Excerpts of location labeling data
· · · · ·
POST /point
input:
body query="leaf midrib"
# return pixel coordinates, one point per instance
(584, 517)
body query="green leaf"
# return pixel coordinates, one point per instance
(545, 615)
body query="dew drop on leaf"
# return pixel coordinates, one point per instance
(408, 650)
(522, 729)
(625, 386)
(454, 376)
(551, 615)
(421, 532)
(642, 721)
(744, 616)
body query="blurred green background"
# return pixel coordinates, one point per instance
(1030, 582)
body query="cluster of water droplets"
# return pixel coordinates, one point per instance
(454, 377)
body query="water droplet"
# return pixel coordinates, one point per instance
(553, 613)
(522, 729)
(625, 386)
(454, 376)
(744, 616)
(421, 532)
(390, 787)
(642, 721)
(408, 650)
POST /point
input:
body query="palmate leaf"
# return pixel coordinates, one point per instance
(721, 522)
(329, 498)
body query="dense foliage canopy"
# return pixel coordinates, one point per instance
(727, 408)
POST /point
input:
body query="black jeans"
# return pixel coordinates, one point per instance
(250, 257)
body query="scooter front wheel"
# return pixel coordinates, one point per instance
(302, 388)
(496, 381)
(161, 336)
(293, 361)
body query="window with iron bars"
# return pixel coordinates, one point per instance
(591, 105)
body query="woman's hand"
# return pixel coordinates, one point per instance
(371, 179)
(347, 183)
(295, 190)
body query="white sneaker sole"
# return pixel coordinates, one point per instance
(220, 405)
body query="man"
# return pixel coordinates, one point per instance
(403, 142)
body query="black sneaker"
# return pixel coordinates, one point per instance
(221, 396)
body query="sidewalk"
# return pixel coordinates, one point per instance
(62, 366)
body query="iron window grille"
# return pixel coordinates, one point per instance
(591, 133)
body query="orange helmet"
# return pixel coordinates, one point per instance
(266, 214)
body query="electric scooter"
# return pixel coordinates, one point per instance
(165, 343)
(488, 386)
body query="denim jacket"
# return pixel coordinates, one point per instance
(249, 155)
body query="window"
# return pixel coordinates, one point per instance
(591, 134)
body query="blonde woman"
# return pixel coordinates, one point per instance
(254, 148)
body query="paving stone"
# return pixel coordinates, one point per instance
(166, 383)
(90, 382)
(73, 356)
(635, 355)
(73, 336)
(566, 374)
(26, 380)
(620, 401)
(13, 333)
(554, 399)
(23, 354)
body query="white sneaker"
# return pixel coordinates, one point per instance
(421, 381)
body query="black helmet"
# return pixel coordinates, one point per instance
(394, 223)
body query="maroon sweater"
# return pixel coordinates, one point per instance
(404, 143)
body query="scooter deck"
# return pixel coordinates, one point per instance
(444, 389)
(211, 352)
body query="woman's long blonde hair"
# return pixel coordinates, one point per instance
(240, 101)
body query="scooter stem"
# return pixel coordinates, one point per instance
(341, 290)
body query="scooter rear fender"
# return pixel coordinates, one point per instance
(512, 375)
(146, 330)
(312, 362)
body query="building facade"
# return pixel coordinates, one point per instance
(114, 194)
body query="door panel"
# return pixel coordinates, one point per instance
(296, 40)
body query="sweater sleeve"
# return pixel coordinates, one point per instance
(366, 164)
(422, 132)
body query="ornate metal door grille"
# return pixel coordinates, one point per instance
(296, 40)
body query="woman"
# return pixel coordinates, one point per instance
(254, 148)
· · · · ·
▶ [Exercise description]: Reproduce all data above, unchanged.

▶ [Task result]:
POST /point
input:
body query="leaf midrib"
# return pixel coordinates, one point per instance
(584, 517)
body query="green leaf"
# return pixel coordinates, one point per instance
(545, 615)
body query="dew drop on leaf"
# return pixel coordinates, one point per instance
(408, 650)
(522, 729)
(625, 386)
(454, 376)
(551, 615)
(421, 532)
(642, 721)
(744, 616)
body query="blurred green background"
# return pixel coordinates, one point per instance
(1030, 582)
body query="cluster of water droplets"
# return pixel coordinates, one point per instance
(454, 377)
body query="water droplet"
# return pixel coordinates, one point per instance
(553, 613)
(522, 729)
(625, 386)
(454, 376)
(744, 616)
(421, 532)
(390, 787)
(642, 721)
(408, 650)
POST /point
input:
body query="palmate leaf"
# return pixel coordinates, one point per instance
(721, 522)
(329, 498)
body query="dense foliage canopy"
# return pixel coordinates, one point per instance
(727, 408)
POST /point
input:
body query="black jeans"
# return pixel coordinates, one point per instance
(250, 257)
body query="scooter front wheel"
# return pixel coordinates, one point per instance
(302, 388)
(496, 381)
(161, 336)
(293, 361)
body query="window with iron bars"
# return pixel coordinates, one point per instance
(591, 105)
body query="woman's hand"
# return pixel coordinates, one point per instance
(371, 179)
(347, 183)
(295, 190)
body query="white sneaker sole"
# return pixel coordinates, one point per instance
(220, 405)
body query="man"
# return pixel coordinates, one point per instance
(403, 142)
body query="black sneaker"
# return pixel coordinates, one point per instance
(221, 396)
body query="sidewalk"
# return pixel coordinates, one point per instance
(62, 366)
body query="iron window grille"
# return pixel coordinates, one point per instance
(591, 133)
body query="orange helmet"
# return pixel coordinates, one point per instance
(266, 214)
body query="electric scooter"
# return pixel coordinates, one point per instance
(165, 343)
(488, 386)
body query="denim jacket"
# return pixel coordinates, one point per instance
(249, 155)
body query="window"
# return pixel coordinates, one point per instance
(591, 134)
body query="blonde woman"
# return pixel coordinates, one point per instance
(254, 148)
body query="paving stone"
# return pixel coordinates, one point per instance
(166, 383)
(90, 382)
(73, 356)
(635, 355)
(73, 336)
(566, 374)
(26, 380)
(620, 401)
(13, 333)
(554, 399)
(23, 354)
body query="white sneaker"
# return pixel coordinates, one point per instance
(421, 381)
body query="black helmet"
# return pixel coordinates, one point per instance
(394, 223)
body query="maroon sweater"
# return pixel coordinates, one point per instance
(404, 143)
body query="scooter deck"
# return pixel coordinates, one point per instance
(444, 389)
(211, 352)
body query="woman's long blonde hair"
# return pixel coordinates, one point per instance
(240, 101)
body query="scooter stem"
# return pixel coordinates, one point per instance
(341, 290)
body query="scooter rear fender"
# return pixel coordinates, one point per instance
(512, 375)
(146, 330)
(312, 362)
body query="building facade"
# return pixel coordinates, one point per instance
(114, 194)
body query="door panel"
# return pixel coordinates, one point per instance
(296, 40)
body query="sweater sleeve"
# return pixel coordinates, one point per instance
(366, 164)
(422, 132)
body query="ornate metal door grille"
# return pixel coordinates, one point per instance
(296, 40)
body query="woman"
# return pixel coordinates, one point per instance
(254, 148)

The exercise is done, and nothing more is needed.